Material shown below:

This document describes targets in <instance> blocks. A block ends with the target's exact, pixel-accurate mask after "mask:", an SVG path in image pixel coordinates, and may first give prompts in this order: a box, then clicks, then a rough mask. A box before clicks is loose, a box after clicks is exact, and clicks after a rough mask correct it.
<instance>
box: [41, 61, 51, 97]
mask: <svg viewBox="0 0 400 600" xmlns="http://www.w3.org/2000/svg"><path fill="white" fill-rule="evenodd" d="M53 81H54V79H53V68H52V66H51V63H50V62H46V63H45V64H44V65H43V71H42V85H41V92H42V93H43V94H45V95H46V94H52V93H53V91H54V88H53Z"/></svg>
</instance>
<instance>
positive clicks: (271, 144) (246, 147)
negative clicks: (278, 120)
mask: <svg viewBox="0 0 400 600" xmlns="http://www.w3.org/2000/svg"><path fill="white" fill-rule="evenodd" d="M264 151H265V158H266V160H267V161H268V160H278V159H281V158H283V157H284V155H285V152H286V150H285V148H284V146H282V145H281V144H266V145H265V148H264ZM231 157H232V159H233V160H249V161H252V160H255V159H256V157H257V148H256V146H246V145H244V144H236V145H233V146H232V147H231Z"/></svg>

End of Material shown.

- **Task details**
Every record must be retyped so that it matches the original exactly.

- **Task solution**
This document describes targets in <instance> blocks. A block ends with the target's exact, pixel-accurate mask after "mask:", an SVG path in image pixel coordinates, and may first give prompts in this order: a box, then clicks, then a rough mask. A box before clicks is loose, a box after clicks is exact, and clicks after a rough mask correct it.
<instance>
box: [41, 61, 51, 97]
mask: <svg viewBox="0 0 400 600" xmlns="http://www.w3.org/2000/svg"><path fill="white" fill-rule="evenodd" d="M53 81H54V79H53V68H52V66H51V63H50V62H46V63H45V64H44V65H43V71H42V85H41V92H42V93H43V94H45V95H46V94H52V93H53V91H54V88H53Z"/></svg>
</instance>
<instance>
positive clicks: (271, 144) (246, 147)
negative clicks: (278, 120)
mask: <svg viewBox="0 0 400 600" xmlns="http://www.w3.org/2000/svg"><path fill="white" fill-rule="evenodd" d="M264 151H265V158H266V160H267V161H268V160H278V159H281V158H283V157H284V155H285V152H286V150H285V148H284V146H282V145H281V144H266V145H265V148H264ZM231 157H232V159H233V160H249V161H252V160H255V159H256V157H257V148H256V146H246V145H244V144H236V145H233V146H232V147H231Z"/></svg>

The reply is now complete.